** START OF Input data **
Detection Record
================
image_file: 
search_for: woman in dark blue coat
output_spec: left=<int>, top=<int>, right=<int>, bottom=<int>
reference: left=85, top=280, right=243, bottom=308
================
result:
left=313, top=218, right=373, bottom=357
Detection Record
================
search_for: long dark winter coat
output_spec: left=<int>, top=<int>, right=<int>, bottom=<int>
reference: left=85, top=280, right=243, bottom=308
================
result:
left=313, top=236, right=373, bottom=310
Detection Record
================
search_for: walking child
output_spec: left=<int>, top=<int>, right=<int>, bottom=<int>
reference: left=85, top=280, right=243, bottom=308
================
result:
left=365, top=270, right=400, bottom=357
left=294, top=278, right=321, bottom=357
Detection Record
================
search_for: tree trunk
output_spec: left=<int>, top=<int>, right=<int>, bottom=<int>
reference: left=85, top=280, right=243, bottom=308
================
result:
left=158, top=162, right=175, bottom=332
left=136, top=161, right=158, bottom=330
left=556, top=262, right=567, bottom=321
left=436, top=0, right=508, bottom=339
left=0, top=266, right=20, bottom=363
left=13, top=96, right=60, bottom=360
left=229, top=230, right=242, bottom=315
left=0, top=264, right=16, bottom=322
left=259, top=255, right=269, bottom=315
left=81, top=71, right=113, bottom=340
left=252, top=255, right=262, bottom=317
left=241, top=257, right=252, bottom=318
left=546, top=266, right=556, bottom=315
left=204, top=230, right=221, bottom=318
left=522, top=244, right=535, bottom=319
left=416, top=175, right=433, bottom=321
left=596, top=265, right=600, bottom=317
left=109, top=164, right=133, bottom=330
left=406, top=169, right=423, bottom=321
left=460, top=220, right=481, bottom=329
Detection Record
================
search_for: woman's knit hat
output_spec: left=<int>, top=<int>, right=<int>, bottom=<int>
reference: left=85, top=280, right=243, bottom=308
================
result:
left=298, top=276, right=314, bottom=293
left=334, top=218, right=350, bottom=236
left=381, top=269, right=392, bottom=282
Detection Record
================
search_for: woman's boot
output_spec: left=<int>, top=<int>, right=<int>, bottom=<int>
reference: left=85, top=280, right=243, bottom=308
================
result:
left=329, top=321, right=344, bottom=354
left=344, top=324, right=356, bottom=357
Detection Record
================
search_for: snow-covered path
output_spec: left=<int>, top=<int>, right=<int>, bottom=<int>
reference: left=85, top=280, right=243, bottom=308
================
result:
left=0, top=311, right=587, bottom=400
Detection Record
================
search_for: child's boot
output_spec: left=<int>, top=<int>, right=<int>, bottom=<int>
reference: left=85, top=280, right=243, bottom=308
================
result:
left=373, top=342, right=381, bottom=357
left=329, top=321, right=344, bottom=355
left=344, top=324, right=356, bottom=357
** END OF Input data **
Problem to work on:
Copy out everything from the start of the records above down to the line that contains "left=460, top=220, right=481, bottom=329", keeping both ends and changing nothing.

Solution for this task:
Detection Record
================
image_file: 
search_for: woman in dark blue coat
output_spec: left=<int>, top=<int>, right=<int>, bottom=<int>
reference: left=85, top=280, right=243, bottom=308
================
result:
left=313, top=218, right=373, bottom=357
Detection Record
================
search_for: long dark winter coat
output_spec: left=<int>, top=<int>, right=<int>, bottom=<int>
reference: left=85, top=280, right=243, bottom=308
================
result:
left=313, top=236, right=373, bottom=310
Detection Record
================
search_for: walking child
output_spec: left=<int>, top=<int>, right=<int>, bottom=<int>
reference: left=85, top=280, right=243, bottom=308
================
result:
left=365, top=270, right=400, bottom=357
left=294, top=278, right=321, bottom=357
Detection Record
================
search_for: tree trunk
output_spec: left=<int>, top=<int>, right=<int>, bottom=<int>
reference: left=85, top=280, right=243, bottom=308
================
result:
left=158, top=162, right=175, bottom=332
left=136, top=161, right=158, bottom=330
left=556, top=262, right=567, bottom=321
left=436, top=0, right=508, bottom=339
left=0, top=266, right=20, bottom=363
left=13, top=96, right=60, bottom=360
left=229, top=230, right=242, bottom=315
left=0, top=264, right=16, bottom=322
left=259, top=255, right=269, bottom=315
left=81, top=71, right=113, bottom=340
left=252, top=255, right=262, bottom=317
left=241, top=257, right=252, bottom=318
left=546, top=266, right=556, bottom=315
left=204, top=230, right=221, bottom=318
left=522, top=244, right=535, bottom=319
left=416, top=175, right=433, bottom=321
left=596, top=265, right=600, bottom=317
left=109, top=164, right=133, bottom=330
left=406, top=169, right=423, bottom=321
left=460, top=220, right=481, bottom=329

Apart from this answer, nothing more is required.